### TEXT EXTRACT
------------------------------

There were only three cars in front of us at the first drive-thru. But when we got to the window, they politely informed us that they didn’t have chicken strips on the menu. I apologized for the trouble, and told them I’d have to keep driving.

The next place, I was sure, had chicken strips, because I practically lived off of them from that franchise in Little Rock a few years ago. But, whattaya think? Everybody’s gone to Buffalo strips and such, and abandoned the original item. We had to wait for 5 cars in front of us to get that information, after which I excused us and, again, went down the road, in a now desperate search to appease the li’l mama.

We drove another two miles, looking, before finally deciding to turn around and go back to the first place we passed on the way into Bentonville. Viola! Thanks, Zaxby’s.

Now, we’d killed about 35 or 40 minutes. We imagined that the girls, by now, had boyfriends and pierced places and cars of their own, and had hopefully at least been taught to feign an interest in saying hello and goodbye to their grandparents. We missed it! Goofing around, looking for chicken strips! They had grown up and become professional golfers and pop-music stars and business moguls and presidents. We should have pitched a tent in that field about 3 blocks from their house so we could get there faster. We should have had a cooler full of chicken strips and a hotplate in the trunk.

Surprisingly, when we finally got to the house, they were still there, and still just little tadpoles. And mama ate. And we sat holding them, staring, as if we’d never seen babies before. We’ll do it again, as soon as the phone rings.

Sure, their parents have big plans for them. But Grumpa Buck has some of his own. To borrow a theme from Jimmy Buffett: I’m gonna teach ‘em how to cuss; teach ‘em how to fuss; and pull the cork out of a bottle of wine.

Welcome to the world, Maci & Kennedy!

------------------------------

### DATA RECORDS
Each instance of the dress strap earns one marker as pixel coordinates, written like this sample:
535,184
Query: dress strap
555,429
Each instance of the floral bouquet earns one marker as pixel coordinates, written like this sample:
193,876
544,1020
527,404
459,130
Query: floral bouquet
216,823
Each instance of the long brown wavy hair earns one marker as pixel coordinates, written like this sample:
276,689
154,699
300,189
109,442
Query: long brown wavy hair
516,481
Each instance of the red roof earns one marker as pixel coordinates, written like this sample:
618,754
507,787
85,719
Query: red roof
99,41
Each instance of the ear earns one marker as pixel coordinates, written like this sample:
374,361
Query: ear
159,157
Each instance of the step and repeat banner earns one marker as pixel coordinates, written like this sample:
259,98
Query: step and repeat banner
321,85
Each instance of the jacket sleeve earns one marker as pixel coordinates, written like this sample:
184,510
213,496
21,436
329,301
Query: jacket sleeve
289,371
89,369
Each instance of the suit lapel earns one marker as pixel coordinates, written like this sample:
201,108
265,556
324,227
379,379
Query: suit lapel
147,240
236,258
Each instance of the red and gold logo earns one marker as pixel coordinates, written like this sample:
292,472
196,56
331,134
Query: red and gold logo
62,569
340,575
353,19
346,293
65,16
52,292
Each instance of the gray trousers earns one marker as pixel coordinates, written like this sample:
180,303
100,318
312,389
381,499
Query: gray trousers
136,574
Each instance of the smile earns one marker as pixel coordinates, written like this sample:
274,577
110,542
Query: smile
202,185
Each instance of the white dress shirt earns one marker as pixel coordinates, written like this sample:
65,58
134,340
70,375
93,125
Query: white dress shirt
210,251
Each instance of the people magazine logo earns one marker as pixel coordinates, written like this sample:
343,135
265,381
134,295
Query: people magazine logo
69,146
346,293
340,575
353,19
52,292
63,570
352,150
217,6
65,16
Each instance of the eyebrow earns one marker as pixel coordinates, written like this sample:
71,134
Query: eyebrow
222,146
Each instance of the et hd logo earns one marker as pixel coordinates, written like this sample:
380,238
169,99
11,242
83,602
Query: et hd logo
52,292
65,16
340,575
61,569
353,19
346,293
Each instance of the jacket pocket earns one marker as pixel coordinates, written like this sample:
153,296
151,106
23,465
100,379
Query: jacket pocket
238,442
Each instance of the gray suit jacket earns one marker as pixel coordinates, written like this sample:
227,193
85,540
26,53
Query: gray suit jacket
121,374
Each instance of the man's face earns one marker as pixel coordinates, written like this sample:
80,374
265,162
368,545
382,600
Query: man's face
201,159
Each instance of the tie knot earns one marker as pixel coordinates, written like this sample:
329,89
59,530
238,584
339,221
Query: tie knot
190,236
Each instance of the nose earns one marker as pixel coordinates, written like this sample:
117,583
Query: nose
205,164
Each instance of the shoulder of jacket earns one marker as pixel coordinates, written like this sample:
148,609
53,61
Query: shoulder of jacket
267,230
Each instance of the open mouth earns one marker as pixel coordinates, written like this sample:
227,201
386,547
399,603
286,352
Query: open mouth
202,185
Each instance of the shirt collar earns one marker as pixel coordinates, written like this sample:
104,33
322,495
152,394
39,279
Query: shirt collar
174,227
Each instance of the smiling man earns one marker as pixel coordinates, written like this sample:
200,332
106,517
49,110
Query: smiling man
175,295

------------------------------

### TASKS FOR THIS EXERCISE
1. In the chicken-strip passage, which restaurant finally had the chicken strips?
2. Summarize the chicken-strip passage in two sentences.
3. Repeat the chicken-strip passage word for word from "Sure, their parents" to "bottle of wine.".
Rely only on the chicken-strip passage, not on the material.

### SOLUTIONS FOR EACH TASK
1. Zaxby's, the first place they had passed on the way into Bentonville.

2. The narrator spent about 35 or 40 minutes looking for chicken strips to appease "the li'l mama," turning away from two drive-thrus before getting them at Zaxby's. When they reached the house, the girls were still little, and the grandparents sat holding them and welcomed Maci and Kennedy to the world.

3.
Sure, their parents have big plans for them. But Grumpa Buck has some of his own. To borrow a theme from Jimmy Buffett: I’m gonna teach ‘em how to cuss; teach ‘em how to fuss; and pull the cork out of a bottle of wine.